Supplied records:
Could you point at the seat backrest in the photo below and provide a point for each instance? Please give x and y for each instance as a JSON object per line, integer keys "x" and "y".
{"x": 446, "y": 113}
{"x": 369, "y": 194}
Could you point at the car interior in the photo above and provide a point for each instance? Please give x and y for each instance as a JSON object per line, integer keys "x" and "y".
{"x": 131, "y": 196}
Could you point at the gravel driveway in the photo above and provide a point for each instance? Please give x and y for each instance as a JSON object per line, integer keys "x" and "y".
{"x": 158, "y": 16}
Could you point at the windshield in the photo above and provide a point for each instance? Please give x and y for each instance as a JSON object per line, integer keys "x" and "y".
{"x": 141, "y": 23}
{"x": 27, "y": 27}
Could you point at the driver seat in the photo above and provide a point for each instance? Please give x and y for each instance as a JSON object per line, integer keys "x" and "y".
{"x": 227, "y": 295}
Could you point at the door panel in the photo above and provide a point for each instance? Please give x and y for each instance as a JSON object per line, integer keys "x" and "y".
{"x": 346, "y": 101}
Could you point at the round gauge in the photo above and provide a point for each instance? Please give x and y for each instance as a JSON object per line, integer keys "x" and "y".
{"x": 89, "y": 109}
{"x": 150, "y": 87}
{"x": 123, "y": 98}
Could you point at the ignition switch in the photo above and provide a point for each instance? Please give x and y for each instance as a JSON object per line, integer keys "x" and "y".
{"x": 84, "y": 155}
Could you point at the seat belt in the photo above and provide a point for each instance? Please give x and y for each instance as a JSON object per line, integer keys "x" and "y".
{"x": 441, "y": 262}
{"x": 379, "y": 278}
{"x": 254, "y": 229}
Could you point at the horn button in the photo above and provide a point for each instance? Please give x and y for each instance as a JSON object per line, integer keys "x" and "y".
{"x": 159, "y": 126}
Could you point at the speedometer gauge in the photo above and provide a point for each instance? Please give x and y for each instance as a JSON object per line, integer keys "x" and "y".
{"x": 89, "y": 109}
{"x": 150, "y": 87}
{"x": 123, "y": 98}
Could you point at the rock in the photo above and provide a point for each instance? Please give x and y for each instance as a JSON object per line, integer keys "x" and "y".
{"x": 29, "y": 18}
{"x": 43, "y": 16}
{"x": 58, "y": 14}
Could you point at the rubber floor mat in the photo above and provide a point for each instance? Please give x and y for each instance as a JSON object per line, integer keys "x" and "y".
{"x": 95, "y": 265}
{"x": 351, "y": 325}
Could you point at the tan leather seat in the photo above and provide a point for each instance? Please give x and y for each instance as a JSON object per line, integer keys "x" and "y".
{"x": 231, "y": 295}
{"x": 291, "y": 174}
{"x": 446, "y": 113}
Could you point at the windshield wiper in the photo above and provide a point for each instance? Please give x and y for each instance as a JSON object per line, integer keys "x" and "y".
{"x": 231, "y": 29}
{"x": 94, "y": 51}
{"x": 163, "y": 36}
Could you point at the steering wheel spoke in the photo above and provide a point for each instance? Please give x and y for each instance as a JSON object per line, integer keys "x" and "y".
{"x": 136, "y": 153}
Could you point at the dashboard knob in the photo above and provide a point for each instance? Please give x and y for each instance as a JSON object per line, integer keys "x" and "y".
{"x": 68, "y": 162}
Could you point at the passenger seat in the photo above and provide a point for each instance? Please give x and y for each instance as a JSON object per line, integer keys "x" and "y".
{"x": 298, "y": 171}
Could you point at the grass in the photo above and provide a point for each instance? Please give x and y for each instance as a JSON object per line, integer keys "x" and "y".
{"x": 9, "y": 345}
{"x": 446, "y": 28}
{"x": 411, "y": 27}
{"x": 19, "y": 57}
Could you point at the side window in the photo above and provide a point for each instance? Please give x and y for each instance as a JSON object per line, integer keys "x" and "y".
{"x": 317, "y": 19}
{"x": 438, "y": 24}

What is expected: Write out the entries above once more, without altering anything.

Correct result:
Could you point at the seat backrest in the photo below and provide a point for each instance? Please give x and y for each instance as a JSON object per line, integer keys "x" and "y".
{"x": 446, "y": 113}
{"x": 369, "y": 194}
Could you point at the car interior in the photo above and provide a point for each instance? Please give x and y for each instance as a JSON object per line, integer keys "x" and "y".
{"x": 131, "y": 196}
Could you point at the gravel driveway in the photo above and provide a point for each instance? Please give x and y for each instance as a JSON object per line, integer keys "x" and "y".
{"x": 158, "y": 16}
Could you point at the windshield in the photo above and provide a point for each instance? Please give x and y for each instance as a JSON object per line, integer keys "x" and "y".
{"x": 141, "y": 23}
{"x": 27, "y": 27}
Could you point at the driver seat in the photo above and provide a point for each instance? Please give x and y for each instance as a JSON object per line, integer keys "x" and "y".
{"x": 227, "y": 295}
Could you point at the door panel in the photo above and provide a point for each instance? Please give x and y for each instance as a JSON object per line, integer keys "x" and "y".
{"x": 346, "y": 101}
Could you point at the round gauge in the photo above and provide a point for each instance? Please give x and y for each instance as a JSON object per line, integer keys "x" and "y".
{"x": 89, "y": 109}
{"x": 150, "y": 87}
{"x": 123, "y": 98}
Could you point at the ignition switch in the photo above and provide a point for each instance? Please give x and y for each instance as a JSON object per line, integer keys "x" and "y".
{"x": 84, "y": 155}
Could you point at the seat belt in the photo above and provide a point for each instance? Please give x and y for each instance as a JSON object per line, integer keys "x" and "y".
{"x": 441, "y": 262}
{"x": 379, "y": 278}
{"x": 254, "y": 229}
Could you point at the horn button in the photo above and provide a point for each instance? Please give x and y for each instance as a JSON object per line, integer keys "x" and "y".
{"x": 159, "y": 126}
Could you point at the speedometer gauge in the photo above and provide a point for each instance? Please give x and y for each instance as a JSON object per line, integer keys "x" and "y".
{"x": 89, "y": 109}
{"x": 150, "y": 87}
{"x": 123, "y": 98}
Could you point at the rock in the photo above and provide a point for each instance? Please give x and y for each instance as a JSON object per line, integer keys "x" and "y".
{"x": 29, "y": 18}
{"x": 43, "y": 16}
{"x": 58, "y": 14}
Could you point at the rubber floor mat in the photo above and provide a point for each instance? Please give x and y for each instance as a JSON object per line, integer keys "x" and "y".
{"x": 95, "y": 265}
{"x": 351, "y": 325}
Could you point at the tan leather seat in the photo above and provide a point for each instance? Please give x and y for each instance as a JSON object per line, integer keys "x" and "y".
{"x": 231, "y": 295}
{"x": 291, "y": 174}
{"x": 446, "y": 113}
Could you point at the windshield wiper in the photo above and provide a point for each instance? Please give x and y for each instance as a JSON object per line, integer keys "x" and "y".
{"x": 231, "y": 29}
{"x": 94, "y": 51}
{"x": 163, "y": 36}
Could you point at the steering wheel spoke in the photo above and provide a point for each instance? Please give x and y for each instance as a JSON object per line, integer keys "x" and "y".
{"x": 136, "y": 153}
Could you point at the dashboard knob in the photo above and provide a point for each instance? Please give x and y for each instance as a JSON object per line, integer keys "x" and "y".
{"x": 68, "y": 162}
Could you point at the passenger seat in the photo above and provide a point for each instance? Please give x and y for each instance as a JSON object per line, integer keys "x" and "y".
{"x": 298, "y": 171}
Could you point at the grass in the photo above and provide a point for each instance? Please give x and y for each instance as a JSON object per line, integer keys "x" and "y".
{"x": 9, "y": 345}
{"x": 446, "y": 28}
{"x": 411, "y": 27}
{"x": 19, "y": 57}
Could you point at the side window in the photo above and provide a point for each instance? Please give x and y for each instance as a JSON object per line, integer keys "x" and "y".
{"x": 317, "y": 19}
{"x": 438, "y": 24}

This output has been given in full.